* **Region annotation entries**
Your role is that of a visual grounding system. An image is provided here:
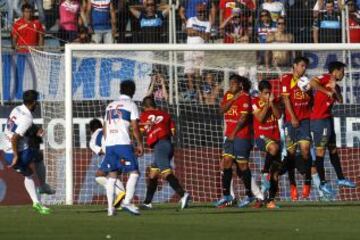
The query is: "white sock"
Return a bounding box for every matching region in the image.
[106,178,116,210]
[124,173,139,204]
[311,173,324,197]
[24,176,40,204]
[95,177,107,190]
[251,177,264,200]
[115,179,125,195]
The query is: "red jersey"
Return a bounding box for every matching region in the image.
[11,18,44,52]
[221,91,251,139]
[310,74,335,120]
[140,109,175,147]
[349,16,360,43]
[219,0,255,20]
[252,97,280,141]
[281,74,312,122]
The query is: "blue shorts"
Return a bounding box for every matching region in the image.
[223,138,252,162]
[255,137,280,152]
[310,118,336,148]
[100,145,139,173]
[151,139,174,173]
[285,119,311,149]
[5,148,33,176]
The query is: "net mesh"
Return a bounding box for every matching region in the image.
[31,47,360,204]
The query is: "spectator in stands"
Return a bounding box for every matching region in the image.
[7,0,23,27]
[219,0,256,26]
[286,0,316,43]
[199,72,222,105]
[114,0,130,43]
[11,3,44,99]
[347,0,360,43]
[11,3,44,53]
[59,0,83,46]
[86,0,116,43]
[261,0,285,22]
[256,9,276,65]
[24,0,45,24]
[179,0,216,25]
[184,3,211,102]
[220,9,251,43]
[130,0,169,43]
[146,69,169,102]
[313,0,344,12]
[265,17,294,67]
[313,0,341,43]
[73,26,94,43]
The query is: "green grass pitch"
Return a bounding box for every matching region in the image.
[0,202,360,240]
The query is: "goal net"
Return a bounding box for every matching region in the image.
[31,45,360,204]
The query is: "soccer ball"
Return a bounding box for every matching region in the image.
[298,76,311,92]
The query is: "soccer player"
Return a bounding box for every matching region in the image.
[252,80,281,208]
[103,80,144,216]
[140,96,190,209]
[215,75,262,208]
[281,56,312,201]
[25,124,56,195]
[89,118,125,208]
[4,90,50,215]
[310,61,356,194]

* **WHAT TO PRODUCE**
Reproduce all of the records above verbatim, omitting the pictures.

* **CORRECT RESULT**
Your role is that of a visual grounding system. An image is provided here:
The query is: "white sock"
Return a bounding box for every matching region in the image.
[106,178,116,210]
[124,173,139,204]
[311,173,324,197]
[24,176,40,204]
[95,177,107,190]
[251,177,264,200]
[115,179,125,195]
The query is: "red jersey"
Return a bounding box for every matching region in the image.
[11,18,44,52]
[221,91,251,139]
[310,74,335,120]
[140,109,175,147]
[349,16,360,43]
[219,0,255,20]
[252,97,280,141]
[281,74,312,122]
The query is: "blue shorts"
Return a bounding box for every matching region in the image.
[223,138,252,162]
[255,137,280,152]
[310,118,336,148]
[100,145,139,173]
[151,139,174,173]
[285,119,311,149]
[5,148,33,176]
The query is: "net mesh"
Return a bounding box for every matching region in the image.
[31,47,360,204]
The query is: "spectator in stands"
Return a bounding box for every matching region in the image.
[7,0,23,27]
[219,0,256,26]
[286,0,316,43]
[199,72,222,105]
[114,0,130,43]
[11,3,44,99]
[347,0,360,43]
[11,3,44,53]
[59,0,83,46]
[86,0,116,43]
[261,0,285,22]
[256,9,276,65]
[24,0,45,24]
[179,0,216,25]
[184,3,211,102]
[220,9,251,43]
[130,0,169,43]
[146,69,169,102]
[313,0,344,12]
[265,17,294,67]
[313,0,341,43]
[73,26,94,43]
The query is: "green grass pitch"
Return a bounding box for every matching region in the image.
[0,202,360,240]
The query is: "goal net"
Return a bounding box for every matching region in the image.
[31,45,360,204]
The query is: "soccer ball"
Return a bounding box for every matching region in the image.
[298,76,311,92]
The query is: "soccer player"
Return a bounding box for every matching region in the image.
[252,80,281,208]
[103,80,144,216]
[140,96,190,209]
[215,75,262,208]
[281,56,312,201]
[25,124,56,195]
[89,118,125,208]
[4,90,50,215]
[310,61,356,194]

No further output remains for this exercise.